■ **Required action**:
Your copy must hold every line of the records word for word. It must hold no pictures.
*** Block opens ***
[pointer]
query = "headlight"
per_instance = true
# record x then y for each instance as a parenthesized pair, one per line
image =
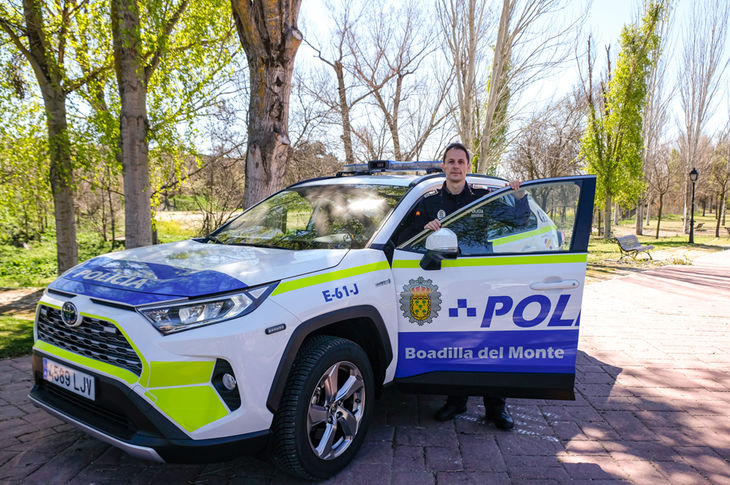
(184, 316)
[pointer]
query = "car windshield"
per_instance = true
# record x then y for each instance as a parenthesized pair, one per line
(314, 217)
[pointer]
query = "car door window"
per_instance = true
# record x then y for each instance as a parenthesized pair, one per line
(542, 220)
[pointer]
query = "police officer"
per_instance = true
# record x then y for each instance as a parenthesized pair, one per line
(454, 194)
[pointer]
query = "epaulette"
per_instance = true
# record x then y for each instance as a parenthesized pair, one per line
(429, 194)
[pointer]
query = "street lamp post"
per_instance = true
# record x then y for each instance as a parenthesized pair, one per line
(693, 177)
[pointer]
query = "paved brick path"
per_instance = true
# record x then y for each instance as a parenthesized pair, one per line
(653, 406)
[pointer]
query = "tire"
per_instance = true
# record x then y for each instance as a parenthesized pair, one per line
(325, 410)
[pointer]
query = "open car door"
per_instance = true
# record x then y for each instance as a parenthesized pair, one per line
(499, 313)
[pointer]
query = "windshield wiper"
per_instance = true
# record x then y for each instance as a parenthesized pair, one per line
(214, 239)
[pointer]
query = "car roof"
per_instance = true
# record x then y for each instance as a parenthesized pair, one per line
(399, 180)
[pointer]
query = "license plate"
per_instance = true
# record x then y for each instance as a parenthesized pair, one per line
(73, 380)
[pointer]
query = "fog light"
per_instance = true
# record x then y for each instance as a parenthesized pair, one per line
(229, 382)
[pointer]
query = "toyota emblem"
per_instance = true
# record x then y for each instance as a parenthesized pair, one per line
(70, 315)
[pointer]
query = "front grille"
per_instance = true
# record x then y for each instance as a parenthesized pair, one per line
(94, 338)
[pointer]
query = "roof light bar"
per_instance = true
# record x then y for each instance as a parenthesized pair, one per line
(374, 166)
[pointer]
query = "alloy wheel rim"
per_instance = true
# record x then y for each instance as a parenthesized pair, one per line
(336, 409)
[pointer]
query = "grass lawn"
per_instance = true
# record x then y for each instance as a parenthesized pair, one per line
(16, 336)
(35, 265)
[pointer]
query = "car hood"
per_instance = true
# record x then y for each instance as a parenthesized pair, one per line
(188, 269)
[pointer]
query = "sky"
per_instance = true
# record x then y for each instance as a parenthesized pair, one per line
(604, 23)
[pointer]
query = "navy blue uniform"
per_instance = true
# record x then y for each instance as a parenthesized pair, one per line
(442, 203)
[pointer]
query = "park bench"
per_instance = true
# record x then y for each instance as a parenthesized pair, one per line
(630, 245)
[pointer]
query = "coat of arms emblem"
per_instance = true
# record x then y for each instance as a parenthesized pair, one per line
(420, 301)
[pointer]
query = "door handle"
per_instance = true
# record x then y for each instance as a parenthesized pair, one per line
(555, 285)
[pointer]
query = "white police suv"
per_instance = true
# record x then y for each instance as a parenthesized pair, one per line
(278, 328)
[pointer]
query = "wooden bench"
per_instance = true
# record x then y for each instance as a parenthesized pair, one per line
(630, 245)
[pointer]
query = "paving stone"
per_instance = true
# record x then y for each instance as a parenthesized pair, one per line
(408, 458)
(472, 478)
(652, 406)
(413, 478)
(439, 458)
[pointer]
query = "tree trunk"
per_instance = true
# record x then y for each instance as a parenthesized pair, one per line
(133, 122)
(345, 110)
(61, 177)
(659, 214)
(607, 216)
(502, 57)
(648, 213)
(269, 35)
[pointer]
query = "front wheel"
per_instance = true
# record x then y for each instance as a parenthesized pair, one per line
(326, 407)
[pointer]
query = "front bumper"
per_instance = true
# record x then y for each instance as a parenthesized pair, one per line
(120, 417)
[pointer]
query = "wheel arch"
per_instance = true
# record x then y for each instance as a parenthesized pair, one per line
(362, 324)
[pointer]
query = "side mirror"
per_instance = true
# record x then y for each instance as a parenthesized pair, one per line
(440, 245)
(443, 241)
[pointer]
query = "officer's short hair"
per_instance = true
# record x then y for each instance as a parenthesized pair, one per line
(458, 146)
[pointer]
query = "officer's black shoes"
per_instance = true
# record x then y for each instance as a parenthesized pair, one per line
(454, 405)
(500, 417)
*** Block closes ***
■ **Written response**:
[pointer]
query = "headlight"
per_instance = true
# record x then y for each instance as a parenthesized pair, one per line
image =
(184, 316)
[pointer]
query = "car windshield"
per_instance = true
# record x then y for each instance as a parenthesized pair, one per line
(314, 217)
[pointer]
query = "car door window"
per_instance = true
# record x then y for each instance as a parenthesized pair, one per line
(542, 220)
[pointer]
query = "police officer"
per_instance = true
# record x then y for each instance as a parenthesized pair, one per line
(454, 194)
[pointer]
query = "epaulette"
per_instance = true
# record x then y for each instance as a parenthesized pair, one per line
(429, 194)
[pointer]
query = "street lamp post"
per_instance = true
# record x then y for each instance as a parenthesized pair, one per line
(693, 177)
[pointer]
query = "paved brick path"
per_instance = true
# record x then y for each instance as a parenthesized pair, one per line
(653, 406)
[pointer]
query = "tire"
per_instance = true
# record x then y for each instance as a parenthesized pair, one per line
(325, 410)
[pointer]
query = "open car door"
per_instance = true
# record x then y for each instance as a parenthesized pair, one per line
(499, 313)
[pointer]
query = "windshield wiper"
per_instance = true
# record x then y for each instance as a parenthesized pair, one per line
(214, 239)
[pointer]
query = "car roof"
per_instance = true
# record x then y for each instance as a parenthesized pair, one per line
(399, 180)
[pointer]
query = "license plate"
per_instance = true
# record x then y for each instance as a parenthesized pair, one per line
(73, 380)
[pointer]
query = "fog light"
per_instance = true
# record x then y for each instance as a parenthesized pair, one per line
(229, 382)
[pointer]
query = "toyota emblem"
per_instance = true
# record x then y for each instance as a parenthesized pair, one per line
(70, 315)
[pointer]
query = "front grille"
per_instance = true
# record x then y for each instance as a parenthesized pair, one per line
(94, 338)
[pointer]
query = "roof light bar"
per_instance = true
# record x then y for each instance as a parenthesized pair, one per line
(374, 166)
[pointer]
query = "alloy wheel rim"
per_instance = true
# record x then y for each instance as a parenthesized pair, one per line
(336, 409)
[pointer]
query = "grass lawn"
per_instance = true
# record x then y for each instance as a parenthesized pair, one per line
(16, 336)
(35, 265)
[pointer]
query = "car hood"
per_instance = true
# record x then y for each instance as a parenthesized pair, one per line
(188, 269)
[pointer]
query = "sky"
per_instance = true
# record x then y for each instance as a parenthesized pair, one per line
(604, 23)
[pointer]
query = "navy blue uniform"
per_instance = true
# record x then y for each instance as a parenthesized pair, one per line
(442, 203)
[pointer]
query = "park bench"
per_instance = true
# record x then y for each instance as a parenthesized pair, one per line
(630, 245)
[pointer]
query = "coat of arms emblem"
per_instance = true
# record x then y for each instance as a parenthesized pair, one per line
(420, 301)
[pointer]
query = "door handle"
per_instance = true
# record x then y for each instance as a parenthesized pair, one per line
(555, 285)
[pointer]
query = "white police suv"
per_instance = true
# record x then y for each instance as a parenthesized pair, one per line
(278, 328)
[pointer]
query = "wooden bench"
per_instance = true
# record x then y for each instance as a parenthesized pair, one per line
(630, 245)
[pointer]
query = "paving stone"
per_instance = true
# record x then y for each instance as a parenthesized pair, one per line
(408, 458)
(472, 478)
(652, 406)
(413, 478)
(439, 458)
[pointer]
query = "tree trunk"
per_instance = true
# record x then y for each instance as a parenthesized pair, one per line
(133, 122)
(345, 110)
(61, 177)
(659, 214)
(607, 216)
(502, 57)
(648, 213)
(269, 35)
[pointer]
query = "front wheel"
per_instance = true
# record x then y for each instance as a parenthesized pair, one per line
(326, 407)
[pointer]
query = "front bumper"
per_instance = true
# record x then y for each instance as a parenthesized pair, one per line
(120, 417)
[pointer]
query = "wheel arch"
per_instance = true
# record x then y for each instance as a parenthesized pair, one per line
(362, 324)
[pointer]
query = "side mirror"
per_instance = true
# record x then y for each instance as a parenthesized pair, one per line
(440, 245)
(443, 241)
[pointer]
query = "officer's short hair"
per_instance = true
# record x then y for each instance as a parenthesized pair, one per line
(458, 146)
[pointer]
query = "officer's black shoes"
per_instance = true
# record x then y for each instance as a parenthesized pair, one per line
(454, 405)
(500, 417)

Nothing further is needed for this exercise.